**To be done:**
Write out all the lines below again, switching every "photograph" to "image" and keeping everything else unchanged. Leave the pictures out.

**Data extract:**

____________________

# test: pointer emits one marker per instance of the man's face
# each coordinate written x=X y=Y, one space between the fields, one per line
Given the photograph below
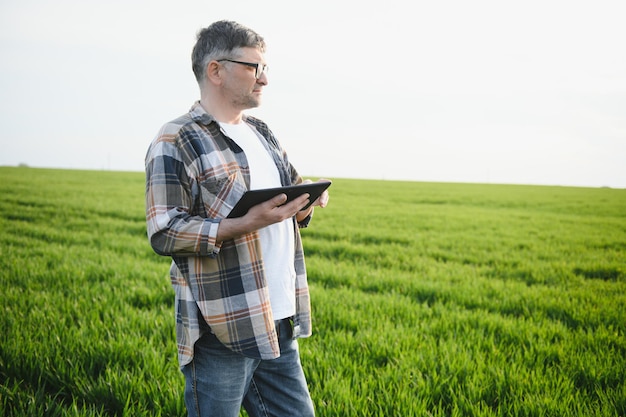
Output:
x=241 y=83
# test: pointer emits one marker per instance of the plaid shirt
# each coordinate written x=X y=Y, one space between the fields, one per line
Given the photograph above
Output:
x=194 y=176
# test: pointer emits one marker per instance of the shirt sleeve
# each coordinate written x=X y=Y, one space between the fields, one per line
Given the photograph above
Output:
x=172 y=230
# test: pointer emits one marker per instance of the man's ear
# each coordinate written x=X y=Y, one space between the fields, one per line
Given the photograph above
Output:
x=214 y=72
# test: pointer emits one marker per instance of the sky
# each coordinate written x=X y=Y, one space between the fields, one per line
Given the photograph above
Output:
x=483 y=91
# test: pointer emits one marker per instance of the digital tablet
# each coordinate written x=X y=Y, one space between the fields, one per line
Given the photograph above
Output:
x=254 y=197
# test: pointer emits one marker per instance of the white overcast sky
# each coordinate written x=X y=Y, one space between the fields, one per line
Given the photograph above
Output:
x=530 y=92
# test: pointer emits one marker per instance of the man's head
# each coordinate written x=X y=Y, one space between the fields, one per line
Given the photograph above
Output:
x=222 y=40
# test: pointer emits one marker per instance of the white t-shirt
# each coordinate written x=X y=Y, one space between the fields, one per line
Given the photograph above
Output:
x=277 y=240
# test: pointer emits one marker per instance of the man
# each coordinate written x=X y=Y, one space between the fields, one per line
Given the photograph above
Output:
x=241 y=291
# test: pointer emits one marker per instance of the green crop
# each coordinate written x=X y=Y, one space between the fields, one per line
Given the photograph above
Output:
x=428 y=300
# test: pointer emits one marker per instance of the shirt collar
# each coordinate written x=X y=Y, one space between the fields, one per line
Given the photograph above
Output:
x=199 y=115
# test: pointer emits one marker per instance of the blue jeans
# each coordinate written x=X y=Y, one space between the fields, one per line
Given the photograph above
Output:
x=218 y=381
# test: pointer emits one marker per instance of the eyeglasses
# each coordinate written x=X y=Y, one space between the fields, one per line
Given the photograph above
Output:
x=260 y=69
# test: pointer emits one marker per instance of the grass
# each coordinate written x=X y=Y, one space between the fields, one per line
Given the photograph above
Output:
x=429 y=300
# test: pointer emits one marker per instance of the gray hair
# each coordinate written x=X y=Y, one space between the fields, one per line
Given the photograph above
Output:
x=220 y=40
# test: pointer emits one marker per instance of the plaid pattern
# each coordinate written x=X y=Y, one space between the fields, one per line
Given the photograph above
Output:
x=195 y=175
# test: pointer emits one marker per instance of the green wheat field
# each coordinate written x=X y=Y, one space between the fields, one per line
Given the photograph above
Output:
x=429 y=299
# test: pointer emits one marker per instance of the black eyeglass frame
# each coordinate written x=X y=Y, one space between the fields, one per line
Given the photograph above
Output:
x=260 y=69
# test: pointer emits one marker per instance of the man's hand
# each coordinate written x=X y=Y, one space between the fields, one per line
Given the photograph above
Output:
x=321 y=201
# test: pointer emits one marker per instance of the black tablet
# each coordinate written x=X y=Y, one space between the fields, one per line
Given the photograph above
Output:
x=254 y=197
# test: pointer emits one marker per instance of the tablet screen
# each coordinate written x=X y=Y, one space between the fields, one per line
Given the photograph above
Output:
x=254 y=197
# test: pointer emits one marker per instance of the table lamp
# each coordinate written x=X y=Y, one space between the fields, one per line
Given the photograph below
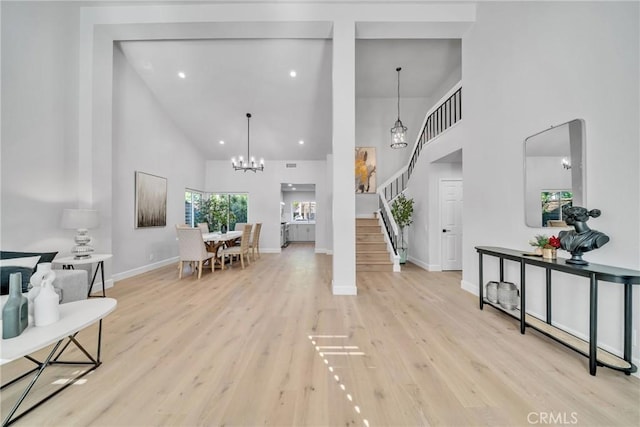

____________________

**Expected answer:**
# test: pointer emits one marker per instance of the man's face
# each coordinate written x=X y=Y, one space between the fields, one per line
Given the image below
Output:
x=241 y=83
# test: pointer emits one marker per instance of the plaid shirt
# each coordinate written x=X y=Y, one space between the fields, one per line
Given the image above
Output:
x=194 y=176
# test: pointer emits one marker per instance of the shirt sleeve
# each coordinate written x=X y=Y, one space between the fields, one per line
Given the image above
Output:
x=172 y=230
# test: pointer emits one marker per instance of the man's ear
# each coordinate written x=X y=Y, one space between the fields, one per line
Given the image above
Output:
x=214 y=72
# test: pointer emits one marker per instance of the sky
# each coordinate written x=X y=Y, one space between the fields, one per line
Given the image above
Output:
x=483 y=91
# test: pointer emits one marker per instance of the digital tablet
# each coordinate written x=X y=Y, one space between the fields, one per line
Given the image above
Output:
x=254 y=197
# test: pointer emits one marker per instance of the white overcast sky
# each coordinate written x=X y=Y, one space between the fields, one per line
Given the image above
Output:
x=530 y=92
# test: pointer emits one marker per instance of the man's head
# each coordinate written x=X y=Y, one space between the fields, one per line
Given the image above
Output:
x=222 y=40
# test: pointer emits one marker per instance of the white t-shirt
# each coordinate written x=X y=Y, one space between the fields, one per line
Given the image above
Output:
x=277 y=240
# test: pointer emits one marker per instance of the man
# each coordinate written x=X y=Y, one space between the fields, one per line
Given the image above
Output:
x=241 y=291
# test: pointer emits one marker per instance of the green crop
# each coordinate written x=X y=Y, one space between the fields, one per line
Given the image above
Output:
x=428 y=300
# test: pointer emits one marker per instance of the shirt collar
# each coordinate written x=X y=Y, one space between the fields, one per line
Given the image above
Output:
x=199 y=115
# test: pointer emits one marker per instance of the blue jeans
# each coordinate written x=X y=Y, one space between the fields, one per line
Given the image above
Output:
x=218 y=381
# test: pointer emits one marker per instance of the eyeglasses
# each coordinate written x=X y=Y, one space between the fields, one per line
Given the image above
Output:
x=260 y=69
# test: pointer emits one marker per instance of the grass
# each coordinate written x=X y=Y, one space between the fields, one per line
Given the image above
Output:
x=429 y=300
# test: pointer emits one marker per instance of the gray hair
# each coordinate written x=X y=Y, one space between the fields, one per line
Given the image above
Output:
x=220 y=40
# test: pointer emits one marker per instance of the plaid pattern
# each coordinate written x=X y=Y, one space between the fields, one per line
Given the image above
Output:
x=195 y=175
# test: pointer emits one marker per instance of the green wheat field
# each coordinate written x=X y=Y, one space between the fields, one per line
Given the image above
Output:
x=429 y=299
# test: pointer emits one marker per instance of the black eyeglass frame
# each coordinate written x=X y=Y, one space between the fields, one per line
Given the image above
Output:
x=260 y=69
# test: pointer emits one marker per instance of the man's hand
# each coordinate written x=X y=Y, one space between the fields, one per line
Given the image above
Output:
x=321 y=201
# test: pointer emits one marker per instance of the black tablet
# each coordinate written x=X y=Y, one space between the fields, one per line
Given the image above
Output:
x=254 y=197
# test: pointer emits one marker per instance of the tablet screen
# each coordinate written x=X y=Y, one space between the fields, one per line
Given the image above
Output:
x=254 y=197
# test: pointer emits one marker per instance of the table lamp
# each coordinate written x=X y=Y, one space between the fields, one per line
Given the image below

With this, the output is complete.